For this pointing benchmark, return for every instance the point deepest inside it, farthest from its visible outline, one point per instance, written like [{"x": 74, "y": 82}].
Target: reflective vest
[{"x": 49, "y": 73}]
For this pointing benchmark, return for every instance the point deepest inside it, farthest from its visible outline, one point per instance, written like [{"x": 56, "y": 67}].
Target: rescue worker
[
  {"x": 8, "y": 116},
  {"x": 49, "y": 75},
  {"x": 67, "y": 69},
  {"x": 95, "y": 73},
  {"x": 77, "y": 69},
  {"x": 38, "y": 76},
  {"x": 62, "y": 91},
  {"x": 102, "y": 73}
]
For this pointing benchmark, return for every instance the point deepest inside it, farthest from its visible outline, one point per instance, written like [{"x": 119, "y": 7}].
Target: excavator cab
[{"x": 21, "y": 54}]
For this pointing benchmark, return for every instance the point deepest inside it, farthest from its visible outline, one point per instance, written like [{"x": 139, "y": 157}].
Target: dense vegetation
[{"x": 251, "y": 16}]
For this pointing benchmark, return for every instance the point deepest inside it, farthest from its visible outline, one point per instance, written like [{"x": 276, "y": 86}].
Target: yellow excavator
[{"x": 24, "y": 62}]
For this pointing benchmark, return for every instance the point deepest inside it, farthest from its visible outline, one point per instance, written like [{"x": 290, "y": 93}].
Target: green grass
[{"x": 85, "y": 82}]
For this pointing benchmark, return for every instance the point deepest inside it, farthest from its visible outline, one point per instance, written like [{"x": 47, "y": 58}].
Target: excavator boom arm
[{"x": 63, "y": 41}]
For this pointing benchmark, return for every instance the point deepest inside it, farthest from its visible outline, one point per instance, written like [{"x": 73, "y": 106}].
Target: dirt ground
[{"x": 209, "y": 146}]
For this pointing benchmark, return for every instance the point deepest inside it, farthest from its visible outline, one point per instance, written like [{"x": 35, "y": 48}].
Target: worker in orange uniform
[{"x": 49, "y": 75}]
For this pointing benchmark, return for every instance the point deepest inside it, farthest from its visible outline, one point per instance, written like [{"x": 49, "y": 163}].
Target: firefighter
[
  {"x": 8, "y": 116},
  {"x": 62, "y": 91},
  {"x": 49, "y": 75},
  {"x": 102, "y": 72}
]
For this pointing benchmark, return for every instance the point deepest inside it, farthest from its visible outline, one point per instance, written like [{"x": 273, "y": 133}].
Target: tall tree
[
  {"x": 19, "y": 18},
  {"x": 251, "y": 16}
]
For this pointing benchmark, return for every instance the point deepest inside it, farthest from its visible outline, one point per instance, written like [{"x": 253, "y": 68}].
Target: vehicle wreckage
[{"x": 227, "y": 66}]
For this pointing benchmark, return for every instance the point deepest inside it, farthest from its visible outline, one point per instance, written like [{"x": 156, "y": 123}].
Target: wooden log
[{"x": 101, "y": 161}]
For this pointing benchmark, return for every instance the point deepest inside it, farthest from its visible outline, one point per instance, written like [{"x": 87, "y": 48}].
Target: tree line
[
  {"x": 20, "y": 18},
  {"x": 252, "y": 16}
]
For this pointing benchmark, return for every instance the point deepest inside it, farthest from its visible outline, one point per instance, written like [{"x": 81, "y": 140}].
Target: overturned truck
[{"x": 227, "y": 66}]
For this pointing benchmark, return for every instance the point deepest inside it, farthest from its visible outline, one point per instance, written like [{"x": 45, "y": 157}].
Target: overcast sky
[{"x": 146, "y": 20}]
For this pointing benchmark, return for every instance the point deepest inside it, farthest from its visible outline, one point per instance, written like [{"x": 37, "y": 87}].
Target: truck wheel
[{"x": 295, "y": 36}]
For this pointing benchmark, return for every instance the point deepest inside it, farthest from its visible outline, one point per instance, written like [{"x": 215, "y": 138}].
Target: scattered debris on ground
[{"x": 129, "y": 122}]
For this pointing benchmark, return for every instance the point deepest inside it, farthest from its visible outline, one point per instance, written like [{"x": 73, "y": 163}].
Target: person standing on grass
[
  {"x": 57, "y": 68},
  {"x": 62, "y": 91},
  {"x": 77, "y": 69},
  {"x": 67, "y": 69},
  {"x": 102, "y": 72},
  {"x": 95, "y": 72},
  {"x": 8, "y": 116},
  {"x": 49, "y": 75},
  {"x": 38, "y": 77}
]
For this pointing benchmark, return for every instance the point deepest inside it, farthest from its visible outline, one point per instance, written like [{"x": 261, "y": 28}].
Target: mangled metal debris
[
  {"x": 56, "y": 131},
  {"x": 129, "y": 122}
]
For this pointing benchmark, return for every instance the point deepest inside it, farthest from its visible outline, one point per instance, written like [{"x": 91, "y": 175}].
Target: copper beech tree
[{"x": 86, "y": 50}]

■ **EXERCISE DETAILS**: Repeat the material above exactly.

■ **EXPECTED ANSWER**:
For this pointing benchmark, return for every instance the point deepest inside it, farthest from its visible outline, one point per instance, written like [{"x": 74, "y": 82}].
Target: reflective vest
[{"x": 49, "y": 73}]
For this pointing benchmark, return for every instance the point deepest inside it, farthest from its visible outline, one point per instance, written like [{"x": 56, "y": 67}].
Target: rescue worker
[
  {"x": 8, "y": 116},
  {"x": 49, "y": 75},
  {"x": 67, "y": 69},
  {"x": 95, "y": 73},
  {"x": 77, "y": 69},
  {"x": 38, "y": 76},
  {"x": 62, "y": 91},
  {"x": 102, "y": 73}
]
For this pointing benchmark, return for every instance the point deepest inside it, farthest from its visible outline, one point per instance, written like [{"x": 119, "y": 7}].
Target: excavator cab
[{"x": 21, "y": 54}]
For this pointing benchmark, return for every instance the point deepest inside it, farthest from its visible outline, one point per instance, written like [{"x": 139, "y": 157}].
Target: dense vegetation
[{"x": 251, "y": 16}]
For this pointing benchmark, return for every instance the point deepest inside it, farthest from its visible outline, one point per instance, written like [{"x": 276, "y": 86}].
Target: yellow excavator
[{"x": 24, "y": 62}]
For this pointing benchmark, return for every instance the point deepest inside it, farthest from its visible outline, one point per instance, written like [{"x": 290, "y": 93}].
Target: green grass
[{"x": 85, "y": 82}]
For this pointing benchmark, return for every instance the point deepest inside it, farthest from its visible outline, one point per instance, written like [{"x": 47, "y": 58}].
Target: excavator boom arm
[{"x": 63, "y": 41}]
For this pointing benchmark, return for every instance the point deepest inside it, farthest from its visible outline, one point per instance, written like [{"x": 73, "y": 106}].
Target: dirt ground
[{"x": 209, "y": 146}]
For this pointing benchmark, return for every instance the point deepest inside it, farthest from its visible outline, one point per instance, written like [{"x": 35, "y": 48}].
Target: worker in orange uniform
[{"x": 49, "y": 75}]
For this pointing benchmark, return for every instance the point deepest inside it, farthest from its visible outline, one point per instance, written like [{"x": 49, "y": 163}].
Target: firefighter
[
  {"x": 8, "y": 116},
  {"x": 62, "y": 91},
  {"x": 49, "y": 75},
  {"x": 102, "y": 72}
]
For this pointing benchmark, return for every instance the point deepest inside it, farthest from its visible outline, one point per instance, written like [{"x": 273, "y": 133}].
Target: tall tree
[
  {"x": 19, "y": 18},
  {"x": 251, "y": 16}
]
For this pointing benchmark, return for every instance the point deepest inside it, farthest from its visible outline, one point per instance, written like [{"x": 253, "y": 68}].
Target: vehicle wreckage
[{"x": 227, "y": 66}]
For this pointing benchmark, return for every instance the point deepest inside it, farthest from its visible outline, one point per instance, written like [{"x": 156, "y": 123}].
Target: wooden log
[{"x": 101, "y": 161}]
For this pointing benchmark, return for every instance the point deepest inside it, farthest from its visible outline, one point per instance, written like [{"x": 87, "y": 48}].
Target: tree line
[
  {"x": 20, "y": 18},
  {"x": 252, "y": 16}
]
For this pointing benchmark, return for every instance the point deepest inside it, farthest from its visible outline, one point per instance, written like [{"x": 81, "y": 140}].
Target: overturned truck
[{"x": 227, "y": 66}]
For this pointing benchmark, return for every instance the point deepest inside it, farthest from its visible outline, one point per instance, written like [{"x": 45, "y": 157}].
Target: overcast sky
[{"x": 146, "y": 20}]
For this pointing benchmark, return for every instance the point deepest inside it, farthest from its visible outline, one point per instance, written like [{"x": 37, "y": 87}].
Target: truck wheel
[{"x": 295, "y": 36}]
For this pointing benchmark, return for every instance the point deepest inside it, farthest from its visible outline, one point per instance, written like [{"x": 215, "y": 138}].
Target: scattered debris on ground
[{"x": 129, "y": 122}]
For this pointing benchmark, return for every instance the point deepest inside it, farthest from its visible outline, one point per instance, written like [{"x": 73, "y": 163}].
Target: person standing on grass
[
  {"x": 57, "y": 68},
  {"x": 62, "y": 91},
  {"x": 77, "y": 69},
  {"x": 67, "y": 69},
  {"x": 102, "y": 72},
  {"x": 95, "y": 72},
  {"x": 8, "y": 116},
  {"x": 49, "y": 75},
  {"x": 38, "y": 77}
]
For this pointing benchmark, return for every instance the point deepest inside it, farthest from its visible outline, one point per instance, written like [{"x": 261, "y": 28}].
Target: mangled metal debris
[
  {"x": 56, "y": 131},
  {"x": 129, "y": 122}
]
For this pointing benchmark, return for every instance the point deepest inside it, farthest from its visible outline, one point per instance, written like [{"x": 91, "y": 175}].
Target: copper beech tree
[{"x": 86, "y": 50}]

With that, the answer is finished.